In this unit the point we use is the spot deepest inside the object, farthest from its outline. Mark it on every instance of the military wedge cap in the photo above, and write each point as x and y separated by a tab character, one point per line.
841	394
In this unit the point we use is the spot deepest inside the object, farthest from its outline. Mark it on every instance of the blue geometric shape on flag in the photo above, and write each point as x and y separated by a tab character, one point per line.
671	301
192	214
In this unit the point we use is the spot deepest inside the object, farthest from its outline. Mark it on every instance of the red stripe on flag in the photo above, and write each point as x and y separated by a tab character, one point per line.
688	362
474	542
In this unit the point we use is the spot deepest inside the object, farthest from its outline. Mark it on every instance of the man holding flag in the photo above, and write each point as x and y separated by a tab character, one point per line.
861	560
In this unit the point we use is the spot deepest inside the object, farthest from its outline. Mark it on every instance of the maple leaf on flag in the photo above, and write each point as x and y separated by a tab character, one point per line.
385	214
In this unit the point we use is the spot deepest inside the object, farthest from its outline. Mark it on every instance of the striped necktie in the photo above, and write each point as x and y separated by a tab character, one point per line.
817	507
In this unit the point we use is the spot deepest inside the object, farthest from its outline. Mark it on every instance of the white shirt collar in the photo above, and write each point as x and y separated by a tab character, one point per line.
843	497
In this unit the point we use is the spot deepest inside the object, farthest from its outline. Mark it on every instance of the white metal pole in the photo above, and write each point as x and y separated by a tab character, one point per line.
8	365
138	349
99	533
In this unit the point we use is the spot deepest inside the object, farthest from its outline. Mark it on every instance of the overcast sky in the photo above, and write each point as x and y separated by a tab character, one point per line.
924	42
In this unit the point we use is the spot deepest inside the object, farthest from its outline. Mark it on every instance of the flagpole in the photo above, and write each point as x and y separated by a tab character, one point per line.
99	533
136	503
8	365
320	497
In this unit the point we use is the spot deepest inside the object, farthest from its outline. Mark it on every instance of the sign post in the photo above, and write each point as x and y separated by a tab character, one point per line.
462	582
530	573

**TASK DESCRIPTION:**
Convert the listing above into a JSON array of strings, with one string for each line and blank lines omitted.

**CORRECT RESULT:**
[
  "In this unit the point we use is the spot deepest inside the object, farthest from its outline. Mark it on every instance of the military wedge cap in the photo above, and write each point as x and y separated by a tab character, one point per line.",
  "841\t394",
  "In this unit the point we use is the spot deepest inside the object, farthest from its outline. Mark it on every instance of the blue geometric shape on flag in the photo above, and write each point as x and y separated by a tab character, one point per line.",
  "671\t301",
  "192\t214",
  "In this unit the point we use is the spot deepest inside the object, farthest from its outline. Mark it on every instance of the red stripe on flag in the photo above, and write each point as x and y separated by a tab character, one point per line.",
  "688\t362",
  "474\t542",
  "In this unit the point we use is the spot deepest inside the object, farthest from its outline. Mark it on every instance of the man holding flag in the photo above, and write each point as x and y separated by a tab character, one point per line.",
  "861\t560",
  "In this unit the point we use is the spot deepest inside the object, farthest from its outline. Mark it on every instance of the maple leaf on flag in the photo above, and write each point as x and y separated by a tab character, one point per line.",
  "385\t214",
  "In this unit the point we use is the spot deepest inside the object, farthest from its outline. Mark it on every instance of the striped necktie in the photo above, and write each point as x and y separated by a tab character, one point per line.",
  "817\t507",
  "In this unit the point we use is the spot deepest inside the object, farthest from its outline. Mark it on every instance of the white shirt collar in the photo above, and write each point as x and y separated by a tab character, one point per line.",
  "843\t497",
  "In this unit the point we use is the spot deepest inside the object, farthest from its outline. Mark it on every instance of the white metal pole in the photo above, and write each point as x and y separated by a tab character, one point per line.",
  "8\t365",
  "138\t349",
  "99\t533",
  "In this unit the point we use is the spot deepest inside the object, farthest from its outline. Mark it on every instance of the overcast sky in the photo above, and write each point as x and y separated by a tab character, one point per line.",
  "924\t42",
  "In this unit the point we use is the spot deepest inside the object, farthest from its outline. Mark it on every instance of the flagpole in the photo above, and write each point as x and y separated by a tab character, one point per line.",
  "99\t533",
  "136\t503",
  "8\t365",
  "320\t497",
  "In this unit the point we use is the spot deepest inside the object, farthest from its outline. Mark it on every instance of the sign post in the photo above, and write each point as x and y separated by a tab character, one point per line.",
  "462\t582",
  "530\t573"
]